EXTRACTED MATERIAL:
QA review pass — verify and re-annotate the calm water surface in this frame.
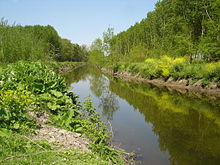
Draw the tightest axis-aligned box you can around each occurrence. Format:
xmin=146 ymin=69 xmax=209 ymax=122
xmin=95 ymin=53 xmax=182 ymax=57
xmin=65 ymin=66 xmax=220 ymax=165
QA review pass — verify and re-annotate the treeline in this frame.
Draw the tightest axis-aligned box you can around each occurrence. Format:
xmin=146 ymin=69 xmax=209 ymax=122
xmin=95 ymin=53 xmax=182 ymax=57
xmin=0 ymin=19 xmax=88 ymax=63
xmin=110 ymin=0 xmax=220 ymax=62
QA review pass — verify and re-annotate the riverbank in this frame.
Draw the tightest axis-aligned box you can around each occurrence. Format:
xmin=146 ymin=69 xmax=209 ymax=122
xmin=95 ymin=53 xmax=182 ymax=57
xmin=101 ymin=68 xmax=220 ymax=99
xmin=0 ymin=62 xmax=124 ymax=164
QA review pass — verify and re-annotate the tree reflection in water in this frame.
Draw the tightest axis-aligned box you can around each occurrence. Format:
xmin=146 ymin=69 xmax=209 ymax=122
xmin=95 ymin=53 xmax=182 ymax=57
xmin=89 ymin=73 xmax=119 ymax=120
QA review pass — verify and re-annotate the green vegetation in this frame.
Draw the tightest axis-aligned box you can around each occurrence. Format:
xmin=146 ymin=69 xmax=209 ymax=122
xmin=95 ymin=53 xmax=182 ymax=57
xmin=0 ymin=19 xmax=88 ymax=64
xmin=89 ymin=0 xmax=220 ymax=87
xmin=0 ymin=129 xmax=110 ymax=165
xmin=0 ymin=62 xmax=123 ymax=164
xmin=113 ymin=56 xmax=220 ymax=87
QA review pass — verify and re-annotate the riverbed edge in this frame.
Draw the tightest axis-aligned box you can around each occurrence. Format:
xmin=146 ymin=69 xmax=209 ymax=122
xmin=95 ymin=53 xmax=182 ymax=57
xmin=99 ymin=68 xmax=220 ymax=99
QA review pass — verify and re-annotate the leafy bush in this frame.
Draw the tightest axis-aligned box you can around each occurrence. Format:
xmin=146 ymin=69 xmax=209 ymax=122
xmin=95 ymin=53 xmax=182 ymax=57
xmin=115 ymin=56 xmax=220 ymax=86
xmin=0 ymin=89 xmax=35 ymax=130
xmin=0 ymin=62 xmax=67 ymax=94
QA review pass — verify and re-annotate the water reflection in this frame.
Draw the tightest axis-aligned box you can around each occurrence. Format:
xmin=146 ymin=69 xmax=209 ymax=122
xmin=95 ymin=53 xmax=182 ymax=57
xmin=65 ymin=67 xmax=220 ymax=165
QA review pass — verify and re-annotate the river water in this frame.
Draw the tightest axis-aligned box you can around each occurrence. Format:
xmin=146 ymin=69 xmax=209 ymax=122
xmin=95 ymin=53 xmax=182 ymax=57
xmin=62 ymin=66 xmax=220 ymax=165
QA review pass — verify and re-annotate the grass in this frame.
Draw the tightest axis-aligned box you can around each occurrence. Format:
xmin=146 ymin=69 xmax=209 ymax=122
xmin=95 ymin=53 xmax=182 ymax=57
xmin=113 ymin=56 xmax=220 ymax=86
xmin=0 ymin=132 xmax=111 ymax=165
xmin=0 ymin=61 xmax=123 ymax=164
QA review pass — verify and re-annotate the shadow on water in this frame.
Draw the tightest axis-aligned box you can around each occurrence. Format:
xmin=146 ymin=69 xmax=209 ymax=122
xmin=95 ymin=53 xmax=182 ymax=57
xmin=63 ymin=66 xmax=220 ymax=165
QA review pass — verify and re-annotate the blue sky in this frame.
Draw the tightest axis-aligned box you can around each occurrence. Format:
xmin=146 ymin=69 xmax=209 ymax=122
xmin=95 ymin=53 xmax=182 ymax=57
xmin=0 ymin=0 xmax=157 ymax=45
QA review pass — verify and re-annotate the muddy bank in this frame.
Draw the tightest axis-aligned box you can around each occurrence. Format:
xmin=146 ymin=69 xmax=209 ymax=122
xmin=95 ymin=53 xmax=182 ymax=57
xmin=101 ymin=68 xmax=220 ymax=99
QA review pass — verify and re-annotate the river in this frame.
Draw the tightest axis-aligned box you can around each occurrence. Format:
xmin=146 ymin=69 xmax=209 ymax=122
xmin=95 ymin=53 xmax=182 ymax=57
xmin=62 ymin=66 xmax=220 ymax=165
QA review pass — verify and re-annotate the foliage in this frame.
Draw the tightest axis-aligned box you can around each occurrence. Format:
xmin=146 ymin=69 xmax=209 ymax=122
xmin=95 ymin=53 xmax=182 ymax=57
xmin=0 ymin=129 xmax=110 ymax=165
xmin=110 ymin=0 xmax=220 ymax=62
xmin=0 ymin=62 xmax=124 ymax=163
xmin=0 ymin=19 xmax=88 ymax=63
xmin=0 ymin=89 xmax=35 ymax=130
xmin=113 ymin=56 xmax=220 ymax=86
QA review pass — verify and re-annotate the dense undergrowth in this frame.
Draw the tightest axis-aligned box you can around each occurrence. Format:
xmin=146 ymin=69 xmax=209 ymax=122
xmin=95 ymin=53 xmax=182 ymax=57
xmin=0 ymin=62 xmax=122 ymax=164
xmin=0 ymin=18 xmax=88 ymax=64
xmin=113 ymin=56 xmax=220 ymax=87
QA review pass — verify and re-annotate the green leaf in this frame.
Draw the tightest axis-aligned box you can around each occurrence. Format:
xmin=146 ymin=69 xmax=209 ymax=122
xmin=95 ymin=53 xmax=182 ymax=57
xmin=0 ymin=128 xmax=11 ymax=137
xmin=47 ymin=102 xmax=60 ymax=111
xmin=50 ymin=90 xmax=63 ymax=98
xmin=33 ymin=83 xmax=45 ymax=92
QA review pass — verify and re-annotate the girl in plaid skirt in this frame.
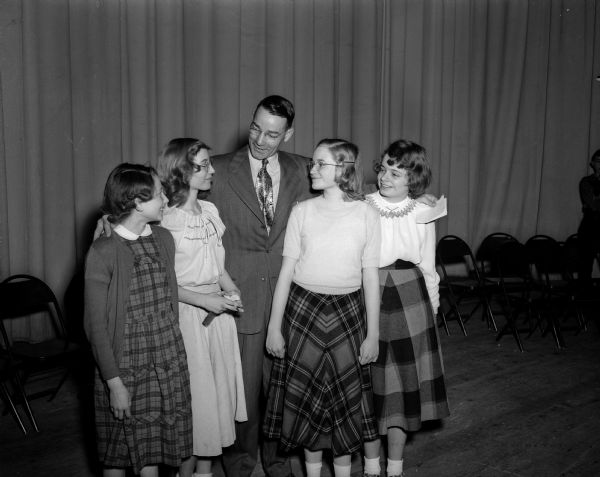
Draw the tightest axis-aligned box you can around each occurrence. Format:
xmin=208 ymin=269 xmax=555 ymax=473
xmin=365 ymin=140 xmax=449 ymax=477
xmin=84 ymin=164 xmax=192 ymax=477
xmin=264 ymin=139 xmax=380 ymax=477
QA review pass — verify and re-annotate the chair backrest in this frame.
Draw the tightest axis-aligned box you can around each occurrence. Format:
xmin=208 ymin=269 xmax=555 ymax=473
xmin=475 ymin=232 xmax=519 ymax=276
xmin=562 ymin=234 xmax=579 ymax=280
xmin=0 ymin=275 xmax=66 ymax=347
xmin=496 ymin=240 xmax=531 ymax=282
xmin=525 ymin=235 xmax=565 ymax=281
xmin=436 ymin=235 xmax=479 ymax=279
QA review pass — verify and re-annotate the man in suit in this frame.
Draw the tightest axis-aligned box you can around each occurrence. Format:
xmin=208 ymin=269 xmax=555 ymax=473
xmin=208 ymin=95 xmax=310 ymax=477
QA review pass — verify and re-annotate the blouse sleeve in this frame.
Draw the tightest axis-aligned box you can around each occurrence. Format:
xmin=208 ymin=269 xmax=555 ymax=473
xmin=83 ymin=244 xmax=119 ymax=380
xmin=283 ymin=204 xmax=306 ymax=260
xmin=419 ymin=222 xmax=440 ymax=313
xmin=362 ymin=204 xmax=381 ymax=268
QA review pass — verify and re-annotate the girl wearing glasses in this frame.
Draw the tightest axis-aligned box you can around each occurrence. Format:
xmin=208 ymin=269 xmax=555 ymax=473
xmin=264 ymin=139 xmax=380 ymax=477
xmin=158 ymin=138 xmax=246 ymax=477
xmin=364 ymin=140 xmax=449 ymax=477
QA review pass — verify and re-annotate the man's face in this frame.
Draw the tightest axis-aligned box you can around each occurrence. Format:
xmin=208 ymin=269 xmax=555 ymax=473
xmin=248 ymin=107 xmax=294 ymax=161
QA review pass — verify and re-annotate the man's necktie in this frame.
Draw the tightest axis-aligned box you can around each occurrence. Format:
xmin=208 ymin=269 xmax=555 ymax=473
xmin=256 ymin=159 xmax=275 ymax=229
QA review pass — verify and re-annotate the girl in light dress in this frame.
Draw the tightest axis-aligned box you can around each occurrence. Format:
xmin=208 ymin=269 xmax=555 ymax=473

STATED PROBLEM: Please format the rows from the start through the line with "xmin=0 ymin=62 xmax=124 ymax=164" as a JSON list of strings, one string per line, both ends included and blank lines left out. Omit the pictures from the answer.

RESPONSE:
[
  "QA review pass — verify and re-annotate the calm water surface in this frame.",
  "Draw the tightest axis-aligned box you can around each occurrence. Format:",
  "xmin=146 ymin=69 xmax=209 ymax=122",
  "xmin=95 ymin=53 xmax=182 ymax=57",
  "xmin=65 ymin=66 xmax=220 ymax=165",
  "QA review pass — verify and re-annotate the treeline in this frame.",
  "Draw the tightest axis-aligned box you can around each occurrence. Format:",
  "xmin=146 ymin=69 xmax=209 ymax=122",
  "xmin=95 ymin=53 xmax=182 ymax=57",
  "xmin=0 ymin=19 xmax=88 ymax=63",
  "xmin=110 ymin=0 xmax=220 ymax=62",
  "QA review pass — verify and re-annotate the riverbank in this frame.",
  "Draw the tightest axis-aligned box you can around each occurrence. Format:",
  "xmin=146 ymin=69 xmax=209 ymax=122",
  "xmin=95 ymin=53 xmax=182 ymax=57",
  "xmin=101 ymin=68 xmax=220 ymax=99",
  "xmin=0 ymin=62 xmax=124 ymax=164"
]